**EXERCISE DIRECTIONS:** Word for word, repeat every record.

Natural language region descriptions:
^^^^^^^^^^^^^^^^

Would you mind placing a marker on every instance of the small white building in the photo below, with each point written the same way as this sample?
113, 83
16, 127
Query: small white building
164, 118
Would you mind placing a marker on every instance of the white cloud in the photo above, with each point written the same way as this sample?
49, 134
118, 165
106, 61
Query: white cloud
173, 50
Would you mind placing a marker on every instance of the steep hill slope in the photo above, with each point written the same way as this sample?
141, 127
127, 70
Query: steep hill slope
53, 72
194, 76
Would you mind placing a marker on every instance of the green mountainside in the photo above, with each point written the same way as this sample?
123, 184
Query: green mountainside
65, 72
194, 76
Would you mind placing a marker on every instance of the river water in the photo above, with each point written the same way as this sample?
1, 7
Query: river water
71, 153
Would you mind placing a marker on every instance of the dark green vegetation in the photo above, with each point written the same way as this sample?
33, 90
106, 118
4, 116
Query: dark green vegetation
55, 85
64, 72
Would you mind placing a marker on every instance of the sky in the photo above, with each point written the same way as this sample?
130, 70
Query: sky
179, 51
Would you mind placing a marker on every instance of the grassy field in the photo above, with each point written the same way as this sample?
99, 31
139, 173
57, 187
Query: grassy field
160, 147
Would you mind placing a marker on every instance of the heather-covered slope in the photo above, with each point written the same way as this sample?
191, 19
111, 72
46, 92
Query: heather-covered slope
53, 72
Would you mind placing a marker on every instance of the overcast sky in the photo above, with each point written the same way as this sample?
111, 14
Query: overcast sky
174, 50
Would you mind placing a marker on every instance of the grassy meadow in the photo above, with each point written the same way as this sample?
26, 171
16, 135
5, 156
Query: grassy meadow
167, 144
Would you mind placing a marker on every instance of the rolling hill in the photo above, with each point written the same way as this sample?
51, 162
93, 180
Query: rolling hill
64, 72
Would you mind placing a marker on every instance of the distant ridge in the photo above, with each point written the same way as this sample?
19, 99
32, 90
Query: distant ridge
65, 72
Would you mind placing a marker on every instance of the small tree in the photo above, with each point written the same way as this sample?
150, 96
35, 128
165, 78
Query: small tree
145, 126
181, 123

^^^^^^^^^^^^^^^^

**RESPONSE AREA:**
Would you mind placing a marker on every instance of the small white building in the photo below, with each point written the same way as this sample?
113, 83
16, 127
Query: small white building
164, 118
Would you mind placing a marker on every instance of the white cloud in the photo above, with each point written the same way as this sample?
49, 134
118, 165
106, 61
Query: white cloud
173, 50
Would you mind placing a marker on every instance of the steep hill slope in the photo above, with each point written the same way as this sample?
141, 127
127, 70
Query: steep hill slope
53, 72
194, 76
Would you mind placing a marker on every instance of the green mountainside in the photo above, with each point written the same way as this sample?
123, 184
Query: green mountainside
65, 72
194, 76
Would you mind placing a marker on every instance of the river water in the photo above, with each point written the same way as this sample?
1, 7
Query: river water
71, 153
Would you mind placing a marker on every instance of the dark green vegetation in the photo above, with each point written the same way as this sample?
33, 90
106, 118
4, 116
Query: dark green vegetation
55, 85
64, 72
Would you mind placing a marker on every instance of the sky in the photo above, with each point written the same way as this sample?
130, 70
Query: sky
179, 51
Would you mind placing a marker on every instance of the grassy field in the photo above, with each point written the same way as this sample?
99, 31
139, 173
57, 187
Query: grassy field
160, 147
Would you mind placing a marker on every instance of the heather-covered slope in the photo above, with each point written the same way as this sample?
191, 19
111, 72
46, 92
Query: heather-covered slope
53, 72
Would you mind placing a marker on every instance of the overcast sky in the photo above, with each point written the same way as this sample?
111, 14
Query: overcast sky
174, 50
Would you mind placing a marker on every instance of the grassy meadow in the photo above, with each point written the same way as this sample?
26, 171
16, 135
5, 156
Query: grassy meadow
167, 144
Would you mind placing a marker on every instance of the rolling hill in the photo above, with each point written the same way as this sample?
51, 162
93, 180
Query: rolling hill
64, 72
Would you mind placing a marker on every instance of the distant ridge in the photo above, with each point written the same way as this sample?
19, 99
32, 90
Query: distant ridge
65, 72
Would you mind placing a marker on every instance of the small tree in the photo above, with each point written the same way as this sample?
150, 96
35, 128
165, 78
Query: small tree
145, 126
181, 123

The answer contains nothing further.